→ SELECTION:
········

Last Week’s Court Rulings from the Alberta Court of Queen’s Bench, Court of Appeal and SCC.

Edited by Amanda Kostek & Christie Dewar

Wage v Canadian Direct Insurance, 2018 ABQB 352
SEF 44 | Territorial limitation

Pe Ben Oilfield Services v WCB, 2017 ABQB 678 and 2018 ABCA 139
WCB barred action | Extra-provincial effect

Sutherland v Brown, 2018 ABCA 123
Dismissal for long delay | Settlement proposal

Kent v Martin, 2018 ABCA 202
Costs | Hidden redactions

Judgment Highlights


Wage v Canadian Direct Insurance, 2018 ABQB 352

This case is now being appealed. The original case was released April 30, 2018, and the issues were whether an Alberta SEF 44 applies to an accident in the Philippines, and whether or not the territorial limitation in the SPF No.1 applies to exclude to coverage under the SEF 44. At the original hearing, the Court was not prepared to extend the territorial limit in the SPF1 to the SEF 44 on the following basis:

[23] Endorsements are generally intended to extend coverage beyond what is covered or excluded by the underlying policy. I am not prepared to limit coverage, especially in the legal climate just described, by writing in an exclusion and thereby rewriting the endorsement because I might think this might produce a sensible commercial result. I decline to follow the LaPierre decision, which is not binding on me; though I do so with the greatest respect to the careful analysis provided by the learned trial judge there.

The Defendant insurer’s application for summary dismissal was dismissed and the parties agreed that the Master was free to declare that the territorial limit did not apply to the SEF 44. The SEF 44 insurer was therefore not let out of the action.

Stay tuned for the final decision.


Pe Ben Oilfield Services v WCB, 2017 ABQB 678  and 2018 ABCA 139

This case is also being appealed. The Plaintiff was an Alberta resident working in BC when she was rear ended. She was granted WCB benefits in Alberta, but brought a collateral personal injury claim in BC. The issue was whether the Plaintiff could bring a claim in light of Section 22 and 23 of the Workers’ Compensation Act. At the original hearing in 2017 the Court Concluded that the legislation was not meant to have extra-provincial effect. Although employers in Alberta pay into the Alberta scheme, the immunity they are offered is limited to liability in Alberta:

[71] I am also not persuaded by the Applicant’s interpretation of the “historic trade-off.” It is well established that this trade-off does not operate inter-provincially: see e.g. MacDougall at para 43. Alberta and BC each have their own workers’ compensation schemes. Alberta employers pay into the Alberta scheme in exchange for immunity from liability in Alberta. That immunity does not extend to BC. If this Court were to accept the Applicant’s interpretation of sections 22 and 23, and thereby unilaterally impose the “historic trade-off” inter-provincially, it would create the same type of conflict of laws rejected in Glavin and Byers.

········

→ WHAT YOU WILL DO:
1 – Copy the stretch of the court rulings digest from "[71] I am also" through "Glavin and Byers.".
2 – Write the next part of the court rulings digest, picking up after its last sentence.
The lines after this text aren't needed for any task.

→ GIVEN MATERIAL:
········

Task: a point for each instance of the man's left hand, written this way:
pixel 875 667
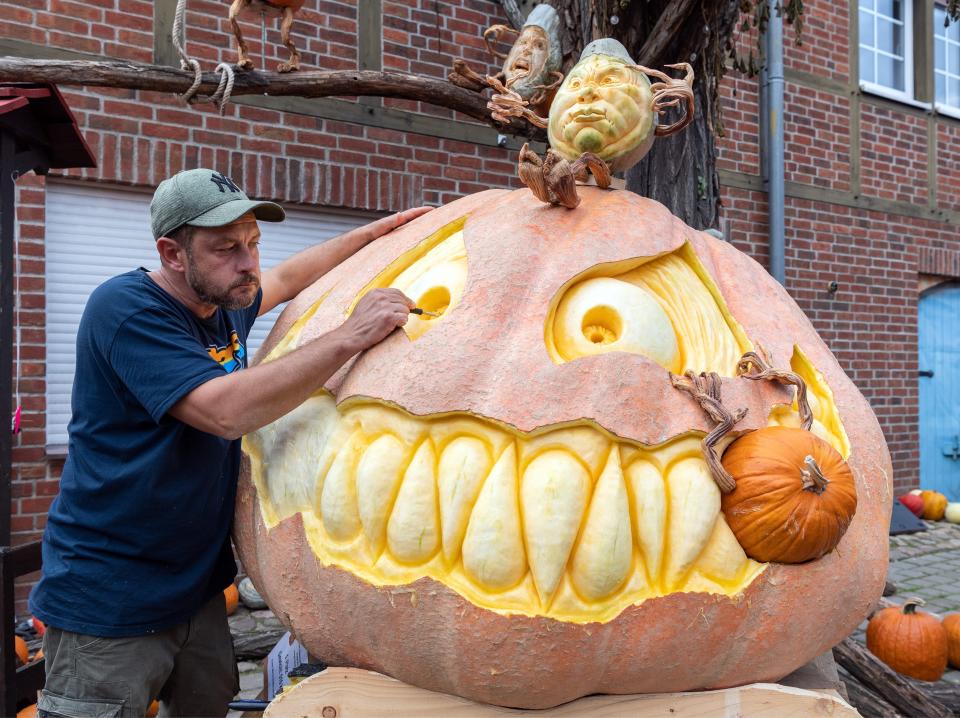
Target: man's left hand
pixel 377 229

········

→ PER-TASK ANSWERS:
1 –
[71] I am also not persuaded by the Applicant’s interpretation of the “historic trade-off.” It is well established that this trade-off does not operate inter-provincially: see e.g. MacDougall at para 43. Alberta and BC each have their own workers’ compensation schemes. Alberta employers pay into the Alberta scheme in exchange for immunity from liability in Alberta. That immunity does not extend to BC. If this Court were to accept the Applicant’s interpretation of sections 22 and 23, and thereby unilaterally impose the “historic trade-off” inter-provincially, it would create the same type of conflict of laws rejected in Glavin and Byers.

2 –
[80] Section 23 of the Alberta WCA does not bar Ms. Arlint from continuing the BC Action. She is entitled to exercise her legal right to seek tort compensation in BC. Pe Ben Ltd. clearly operates in BC and is capable of defending itself there against the BC Action. Further, there is also nothing barring the WCB, if it is an equitable plaintiff, from commencing or benefiting from the BC Action. The “historic trade-off” was never intended to apply across provinces. Conversely, sections 22 and 23 were designed to allow the WCB to recoup the value of benefits-paid through the vesting of an injured worker’s cause of action.

In the 2017 decision, an application for an anti-suit injunction was denied, which allowed an action barred by the WCA in Alberta to proceed in BC. In the 2018 decision, the application to extend the time to file a notice of appeal was granted. As a result, the 2017 decision may now be appealed. Stay tuned.


Sutherland v Brown, 2018 ABCA 123

This was an appeal of a Chambers decision dismissing the claim for long delay, formerly known as the “drop dead” rule. The issue was whether a 12 page settlement offer advanced the action. The offer was detailed and proposed that liability be split 50/50 between the Plaintiff and Defendant, but it was not accepted. The Alberta Court of Appeal concluded that the offer did not significantly advance the action and dismissed the appeal.


Kent v Martin, 2018 ABCA 202

This was an appeal on costs in a highly contentious action involving defamation. Routine matters required court intervention. In total there were 39 pre-Trial Applications. The Plaintiff appealed the costs award on the basis that Defence Counsel had possession of key relevant and material evidence that was not disclosed for 1 year, and when it was disclosed, it was redacted. The Trial Judge described it in the following manner:

There was no indication on the document that anything had been redacted, nor was there any indication in the description in the affidavit of records or the covering letter that any of the documents produced contained redactions. Moreover, the deletion of the page numbers on the document appears to reflect an attempt to conceal the fact that redactions had been made to the documents. Such conduct was clearly inappropriate. (emphasis added, para 32)

At trial, the Plaintiff was awarded $200,000 in damages and $250,000 in costs. Only costs were appealed. The appeal was successful in part and the cost award was increased to $450,000.